:: TASK TO CARRY OUT ::
Please rescale the data from the line containing "Point on each instance of the person" through the end of the data, both ends included, by rewriting those lines in full, requests and all. Multiply each answer coordinate by 1.1 and round it to a whole number, with halves going up, while leaving the requests and their sample markers unchanged.

:: RECORDED INFORMATION ::

════════════════

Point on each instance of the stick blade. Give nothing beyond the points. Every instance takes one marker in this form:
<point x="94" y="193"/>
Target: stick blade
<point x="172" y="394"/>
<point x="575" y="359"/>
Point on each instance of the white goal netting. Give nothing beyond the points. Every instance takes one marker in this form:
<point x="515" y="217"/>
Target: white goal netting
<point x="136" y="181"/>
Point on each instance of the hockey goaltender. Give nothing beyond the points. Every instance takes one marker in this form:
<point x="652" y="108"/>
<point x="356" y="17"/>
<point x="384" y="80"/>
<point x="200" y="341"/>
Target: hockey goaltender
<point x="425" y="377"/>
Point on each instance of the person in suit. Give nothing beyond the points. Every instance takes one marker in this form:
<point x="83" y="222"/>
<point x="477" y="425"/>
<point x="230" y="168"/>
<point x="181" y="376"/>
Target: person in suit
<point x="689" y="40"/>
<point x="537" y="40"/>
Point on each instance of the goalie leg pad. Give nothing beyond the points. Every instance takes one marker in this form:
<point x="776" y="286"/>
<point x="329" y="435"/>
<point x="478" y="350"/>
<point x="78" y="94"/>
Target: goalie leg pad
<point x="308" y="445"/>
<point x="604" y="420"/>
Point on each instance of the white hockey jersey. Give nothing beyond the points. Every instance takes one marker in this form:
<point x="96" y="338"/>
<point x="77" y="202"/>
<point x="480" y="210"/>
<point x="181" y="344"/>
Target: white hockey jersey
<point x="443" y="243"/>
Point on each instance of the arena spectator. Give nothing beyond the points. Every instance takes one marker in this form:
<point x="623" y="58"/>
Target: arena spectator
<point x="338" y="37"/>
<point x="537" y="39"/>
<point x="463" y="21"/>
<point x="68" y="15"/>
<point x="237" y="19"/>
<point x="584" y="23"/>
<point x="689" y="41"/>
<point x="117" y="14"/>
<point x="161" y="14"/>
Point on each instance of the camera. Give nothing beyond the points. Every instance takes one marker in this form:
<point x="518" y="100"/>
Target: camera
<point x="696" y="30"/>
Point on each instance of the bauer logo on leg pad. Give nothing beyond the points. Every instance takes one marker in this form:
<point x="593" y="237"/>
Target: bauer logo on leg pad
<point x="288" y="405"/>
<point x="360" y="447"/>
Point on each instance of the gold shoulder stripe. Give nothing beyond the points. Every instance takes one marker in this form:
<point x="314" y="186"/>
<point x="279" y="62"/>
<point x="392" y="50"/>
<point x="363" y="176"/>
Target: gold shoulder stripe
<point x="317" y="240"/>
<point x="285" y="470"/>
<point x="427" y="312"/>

════════════════

:: ANSWER TO THIS PROBLEM ::
Point on each instance of the person in suit. Give nothing beyond the points. Every instance takes one marker in this form:
<point x="83" y="222"/>
<point x="477" y="425"/>
<point x="230" y="168"/>
<point x="181" y="376"/>
Target: person in suit
<point x="758" y="44"/>
<point x="591" y="44"/>
Point on each instance of the goalie leg pad. Give nothing beyond the points. Every instance takes one marker in this form:
<point x="776" y="286"/>
<point x="329" y="435"/>
<point x="478" y="350"/>
<point x="78" y="94"/>
Target: goalie leg pad
<point x="339" y="490"/>
<point x="664" y="462"/>
Point on each instance of the white hockey jersey. Give nothing beyond the points. Every instance takes one marker in this form:
<point x="96" y="338"/>
<point x="77" y="202"/>
<point x="480" y="210"/>
<point x="181" y="344"/>
Target: white hockey jersey
<point x="487" y="267"/>
Point on each instance of the arena spectator. Give nothing beyond the points. Every instance takes one marker in this form:
<point x="623" y="58"/>
Target: arena spectator
<point x="372" y="41"/>
<point x="591" y="43"/>
<point x="509" y="23"/>
<point x="75" y="17"/>
<point x="261" y="21"/>
<point x="642" y="25"/>
<point x="758" y="45"/>
<point x="129" y="15"/>
<point x="177" y="15"/>
Point on each instance of the camera. Give nothing beyond the points. Every instance takes one marker in this form:
<point x="518" y="100"/>
Target: camera
<point x="766" y="33"/>
Point on each instance of the bauer logo on leg pad. Give nothing beyond the points. Every instance takes one marker in this form:
<point x="593" y="237"/>
Target: bauer logo on leg pad
<point x="317" y="446"/>
<point x="396" y="492"/>
Point on each instance of the gold shoulder stripe. Give nothing beyond the points. Every instance takes one marker in this form:
<point x="314" y="186"/>
<point x="279" y="62"/>
<point x="392" y="50"/>
<point x="363" y="176"/>
Target: gold shoulder stripe
<point x="349" y="264"/>
<point x="314" y="517"/>
<point x="470" y="343"/>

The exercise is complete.